● The input:

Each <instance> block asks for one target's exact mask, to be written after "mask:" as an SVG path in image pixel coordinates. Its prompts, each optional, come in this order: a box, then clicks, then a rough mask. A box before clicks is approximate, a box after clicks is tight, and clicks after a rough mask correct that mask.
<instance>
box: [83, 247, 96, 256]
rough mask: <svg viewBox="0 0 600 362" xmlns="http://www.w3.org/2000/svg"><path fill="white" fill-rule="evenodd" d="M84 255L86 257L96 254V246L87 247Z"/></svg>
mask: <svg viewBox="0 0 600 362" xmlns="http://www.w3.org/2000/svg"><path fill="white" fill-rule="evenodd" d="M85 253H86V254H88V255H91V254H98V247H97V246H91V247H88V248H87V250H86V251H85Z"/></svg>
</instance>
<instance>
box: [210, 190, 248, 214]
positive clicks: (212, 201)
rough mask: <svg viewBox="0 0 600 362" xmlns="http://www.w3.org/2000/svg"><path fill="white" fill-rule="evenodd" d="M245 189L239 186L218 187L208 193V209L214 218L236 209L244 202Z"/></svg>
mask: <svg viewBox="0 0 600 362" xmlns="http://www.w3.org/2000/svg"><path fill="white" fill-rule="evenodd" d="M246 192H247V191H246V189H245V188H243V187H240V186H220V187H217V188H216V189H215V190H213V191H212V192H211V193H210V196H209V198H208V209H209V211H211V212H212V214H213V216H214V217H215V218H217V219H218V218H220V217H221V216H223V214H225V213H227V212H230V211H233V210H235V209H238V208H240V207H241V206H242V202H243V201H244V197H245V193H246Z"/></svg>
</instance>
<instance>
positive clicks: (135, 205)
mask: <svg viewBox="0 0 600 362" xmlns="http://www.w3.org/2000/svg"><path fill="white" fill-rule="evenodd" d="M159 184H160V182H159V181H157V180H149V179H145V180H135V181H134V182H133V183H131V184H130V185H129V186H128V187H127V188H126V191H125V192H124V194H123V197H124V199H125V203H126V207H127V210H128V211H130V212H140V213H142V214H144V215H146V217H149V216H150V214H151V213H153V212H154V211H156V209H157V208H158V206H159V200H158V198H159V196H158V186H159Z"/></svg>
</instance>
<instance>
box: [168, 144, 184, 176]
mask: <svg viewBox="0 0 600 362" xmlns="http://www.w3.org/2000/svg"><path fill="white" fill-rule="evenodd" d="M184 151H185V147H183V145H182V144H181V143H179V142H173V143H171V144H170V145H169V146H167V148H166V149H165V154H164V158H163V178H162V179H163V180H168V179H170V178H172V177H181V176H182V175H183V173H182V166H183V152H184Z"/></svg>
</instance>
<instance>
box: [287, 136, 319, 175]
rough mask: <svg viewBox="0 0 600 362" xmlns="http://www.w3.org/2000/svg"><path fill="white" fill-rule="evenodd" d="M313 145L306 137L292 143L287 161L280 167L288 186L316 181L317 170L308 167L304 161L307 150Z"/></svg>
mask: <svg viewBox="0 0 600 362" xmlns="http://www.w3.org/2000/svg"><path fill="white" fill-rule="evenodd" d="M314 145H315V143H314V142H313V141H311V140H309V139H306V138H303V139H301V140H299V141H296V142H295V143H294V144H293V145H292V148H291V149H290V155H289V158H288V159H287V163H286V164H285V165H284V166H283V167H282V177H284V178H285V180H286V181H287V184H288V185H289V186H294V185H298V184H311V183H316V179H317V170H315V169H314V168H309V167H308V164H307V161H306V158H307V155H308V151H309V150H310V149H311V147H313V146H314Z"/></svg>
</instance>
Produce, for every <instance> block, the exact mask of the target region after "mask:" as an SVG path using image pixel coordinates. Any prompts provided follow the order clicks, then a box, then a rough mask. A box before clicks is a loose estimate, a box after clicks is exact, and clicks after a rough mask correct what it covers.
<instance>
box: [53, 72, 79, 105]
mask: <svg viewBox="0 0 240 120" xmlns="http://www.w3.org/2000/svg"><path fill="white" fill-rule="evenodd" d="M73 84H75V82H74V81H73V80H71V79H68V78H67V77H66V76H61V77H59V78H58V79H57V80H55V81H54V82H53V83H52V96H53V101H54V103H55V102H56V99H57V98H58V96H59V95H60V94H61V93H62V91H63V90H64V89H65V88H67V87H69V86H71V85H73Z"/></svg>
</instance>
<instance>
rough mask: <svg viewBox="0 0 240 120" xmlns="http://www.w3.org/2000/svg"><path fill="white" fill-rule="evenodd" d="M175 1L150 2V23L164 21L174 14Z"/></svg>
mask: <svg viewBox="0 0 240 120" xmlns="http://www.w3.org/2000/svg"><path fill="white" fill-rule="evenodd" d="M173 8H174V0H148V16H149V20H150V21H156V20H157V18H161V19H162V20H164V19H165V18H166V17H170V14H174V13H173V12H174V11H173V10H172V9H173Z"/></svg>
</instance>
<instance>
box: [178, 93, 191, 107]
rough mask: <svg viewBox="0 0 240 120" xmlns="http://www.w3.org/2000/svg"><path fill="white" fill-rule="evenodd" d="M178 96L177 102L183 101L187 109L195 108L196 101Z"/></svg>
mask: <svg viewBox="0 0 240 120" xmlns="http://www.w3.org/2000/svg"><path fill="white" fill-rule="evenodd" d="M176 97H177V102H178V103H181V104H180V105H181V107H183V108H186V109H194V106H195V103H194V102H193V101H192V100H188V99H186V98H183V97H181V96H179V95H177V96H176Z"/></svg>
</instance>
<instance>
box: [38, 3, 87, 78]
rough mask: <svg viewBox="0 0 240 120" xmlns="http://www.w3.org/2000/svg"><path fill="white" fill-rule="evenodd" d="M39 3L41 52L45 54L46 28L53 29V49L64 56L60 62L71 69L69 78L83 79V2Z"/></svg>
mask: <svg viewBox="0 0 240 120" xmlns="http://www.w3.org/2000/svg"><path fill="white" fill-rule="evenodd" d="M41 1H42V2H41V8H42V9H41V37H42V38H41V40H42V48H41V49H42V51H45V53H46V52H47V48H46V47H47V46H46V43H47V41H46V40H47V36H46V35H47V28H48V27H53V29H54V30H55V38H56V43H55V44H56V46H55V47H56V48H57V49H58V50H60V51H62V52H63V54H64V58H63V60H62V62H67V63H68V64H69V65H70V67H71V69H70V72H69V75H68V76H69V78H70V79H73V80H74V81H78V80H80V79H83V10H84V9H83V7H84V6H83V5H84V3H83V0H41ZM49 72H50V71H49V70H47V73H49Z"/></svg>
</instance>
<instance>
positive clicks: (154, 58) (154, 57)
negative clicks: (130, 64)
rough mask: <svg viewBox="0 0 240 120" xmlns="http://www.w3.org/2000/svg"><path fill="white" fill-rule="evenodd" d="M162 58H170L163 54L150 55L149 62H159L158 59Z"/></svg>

● What you will do: Every entry in the listing should be retyped exactly.

● Answer to the problem:
Each <instance> block asks for one target's exact mask, to be written after "mask:" as an SVG path in image pixel coordinates. Its prompts, each optional, come in this order: a box, then clicks, then a rough mask. A box before clicks is approximate, a box after clicks is tight, and clicks after a rough mask correct that mask.
<instance>
box: [83, 247, 96, 256]
rough mask: <svg viewBox="0 0 600 362" xmlns="http://www.w3.org/2000/svg"><path fill="white" fill-rule="evenodd" d="M84 255L86 257L96 254V246L87 247Z"/></svg>
mask: <svg viewBox="0 0 600 362" xmlns="http://www.w3.org/2000/svg"><path fill="white" fill-rule="evenodd" d="M85 253H86V254H88V255H91V254H98V247H97V246H91V247H88V248H87V250H86V251H85Z"/></svg>
</instance>
<instance>
box: [210, 190, 248, 214]
positive clicks: (212, 201)
rough mask: <svg viewBox="0 0 600 362" xmlns="http://www.w3.org/2000/svg"><path fill="white" fill-rule="evenodd" d="M245 189L239 186L218 187L208 193V209L214 218L236 209L244 202Z"/></svg>
mask: <svg viewBox="0 0 600 362" xmlns="http://www.w3.org/2000/svg"><path fill="white" fill-rule="evenodd" d="M246 192H247V191H246V189H245V188H243V187H240V186H220V187H217V188H216V189H215V190H213V191H212V192H211V193H210V196H209V198H208V209H209V211H211V212H212V214H213V216H214V217H215V218H217V219H218V218H220V217H221V216H223V214H225V213H227V212H230V211H233V210H235V209H238V208H240V207H241V206H242V202H243V201H244V197H245V193H246Z"/></svg>
</instance>
<instance>
positive clicks: (135, 205)
mask: <svg viewBox="0 0 600 362" xmlns="http://www.w3.org/2000/svg"><path fill="white" fill-rule="evenodd" d="M159 184H160V182H159V181H157V180H149V179H145V180H135V181H134V182H133V183H131V184H130V185H129V186H128V187H127V188H126V191H125V192H124V194H123V197H124V199H125V203H126V207H127V210H128V211H130V212H140V213H142V214H144V215H146V217H149V216H150V214H151V213H153V212H154V211H156V209H157V208H158V206H159V200H158V198H159V196H158V186H159Z"/></svg>
</instance>
<instance>
box: [168, 144, 184, 176]
mask: <svg viewBox="0 0 600 362" xmlns="http://www.w3.org/2000/svg"><path fill="white" fill-rule="evenodd" d="M184 151H185V147H183V145H182V144H181V143H179V142H173V143H171V144H170V145H169V146H167V148H166V149H165V154H164V158H163V178H162V179H163V180H168V179H170V178H172V177H181V176H182V175H183V173H182V166H183V152H184Z"/></svg>
</instance>
<instance>
box: [287, 136, 319, 175]
rough mask: <svg viewBox="0 0 600 362" xmlns="http://www.w3.org/2000/svg"><path fill="white" fill-rule="evenodd" d="M313 145L306 137L292 143L287 161L280 167L288 186L316 181L317 170L308 167L304 161L307 150Z"/></svg>
mask: <svg viewBox="0 0 600 362" xmlns="http://www.w3.org/2000/svg"><path fill="white" fill-rule="evenodd" d="M314 145H315V143H314V142H313V141H311V140H309V139H306V138H303V139H301V140H299V141H296V142H295V143H294V144H293V145H292V148H291V149H290V155H289V158H288V159H287V163H286V164H285V165H284V166H283V167H282V177H284V178H285V180H286V181H287V184H288V185H289V186H294V185H298V184H311V183H316V179H317V170H315V169H314V168H309V167H308V164H307V161H306V158H307V155H308V151H309V150H310V149H311V147H313V146H314Z"/></svg>
</instance>
Produce, for every <instance> block, the exact mask of the target region after "mask:" as an SVG path using image pixel coordinates. Any prompts provided follow the order clicks, then a box, then a rough mask. A box before clicks is a loose estimate, a box after clicks is exact, and clicks after a rough mask correct what it covers.
<instance>
box: [53, 72, 79, 105]
mask: <svg viewBox="0 0 240 120" xmlns="http://www.w3.org/2000/svg"><path fill="white" fill-rule="evenodd" d="M73 84H75V82H74V81H73V80H71V79H68V78H67V77H66V76H61V77H59V78H58V79H57V80H55V81H54V82H53V83H52V96H53V101H54V103H55V102H56V99H57V98H58V96H59V95H60V94H61V93H62V91H63V90H64V89H65V88H67V87H69V86H71V85H73Z"/></svg>
</instance>
<instance>
rough mask: <svg viewBox="0 0 240 120" xmlns="http://www.w3.org/2000/svg"><path fill="white" fill-rule="evenodd" d="M175 1L150 2V23L164 21L174 14Z"/></svg>
mask: <svg viewBox="0 0 240 120" xmlns="http://www.w3.org/2000/svg"><path fill="white" fill-rule="evenodd" d="M173 8H174V0H148V16H149V20H150V21H156V20H157V18H161V19H162V20H164V19H165V18H166V17H170V14H174V13H173V12H174V11H173V10H172V9H173Z"/></svg>
</instance>
<instance>
box: [178, 93, 191, 107]
rough mask: <svg viewBox="0 0 240 120" xmlns="http://www.w3.org/2000/svg"><path fill="white" fill-rule="evenodd" d="M178 96L177 102L183 101L187 109L195 108L196 101Z"/></svg>
mask: <svg viewBox="0 0 240 120" xmlns="http://www.w3.org/2000/svg"><path fill="white" fill-rule="evenodd" d="M176 97H177V102H178V103H181V104H180V105H181V107H183V108H186V109H194V106H195V103H194V102H193V101H192V100H188V99H186V98H183V97H181V96H179V95H177V96H176Z"/></svg>
</instance>
<instance>
box: [38, 3, 87, 78]
rough mask: <svg viewBox="0 0 240 120" xmlns="http://www.w3.org/2000/svg"><path fill="white" fill-rule="evenodd" d="M39 3L41 52L45 54L46 28L53 29V49L64 56L60 62L71 69L69 78L83 79V2Z"/></svg>
mask: <svg viewBox="0 0 240 120" xmlns="http://www.w3.org/2000/svg"><path fill="white" fill-rule="evenodd" d="M41 1H42V2H41V8H42V9H41V37H42V38H41V40H42V48H41V49H42V51H45V53H46V52H47V48H46V47H47V46H46V43H47V41H46V40H47V36H46V35H47V28H48V27H53V29H54V30H55V38H56V43H55V44H56V46H55V47H56V48H57V49H58V50H60V51H62V52H63V54H64V58H63V60H62V62H67V63H68V64H69V65H70V67H71V69H70V72H69V75H68V76H69V78H70V79H73V80H74V81H78V80H80V79H83V10H84V9H83V7H84V6H83V5H84V3H83V0H41ZM49 72H50V71H49V70H47V73H49Z"/></svg>
</instance>
<instance>
positive clicks: (154, 58) (154, 57)
negative clicks: (130, 64)
rough mask: <svg viewBox="0 0 240 120" xmlns="http://www.w3.org/2000/svg"><path fill="white" fill-rule="evenodd" d="M162 58H170L163 54L150 55L149 62H159L158 59Z"/></svg>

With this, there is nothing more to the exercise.